__OBJECTIVE__
Pick out every row below that contains the word "above", and copy each of those rows in full. Case counts.

— start of EXTRACTED ENTRIES —

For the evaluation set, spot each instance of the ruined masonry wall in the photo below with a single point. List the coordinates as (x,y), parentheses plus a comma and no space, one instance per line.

— end of EXTRACTED ENTRIES —
— start of EXTRACTED ENTRIES —

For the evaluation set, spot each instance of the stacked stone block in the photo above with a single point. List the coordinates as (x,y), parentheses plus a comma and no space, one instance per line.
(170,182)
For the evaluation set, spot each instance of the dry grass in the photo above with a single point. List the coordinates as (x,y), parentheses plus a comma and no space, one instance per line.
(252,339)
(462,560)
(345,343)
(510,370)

— end of EXTRACTED ENTRIES —

__FULL RESPONSE__
For the evaluation set, spot each instance of the stacked stone block in the photo above with a single point. List the coordinates as (x,y), parentheses plus a comma and no space, one instance per line.
For the evaluation set, spot each instance of the dry grass in the photo above with a single point. List the coordinates as (x,y), parentheses plus a comma and no space, one instance per line.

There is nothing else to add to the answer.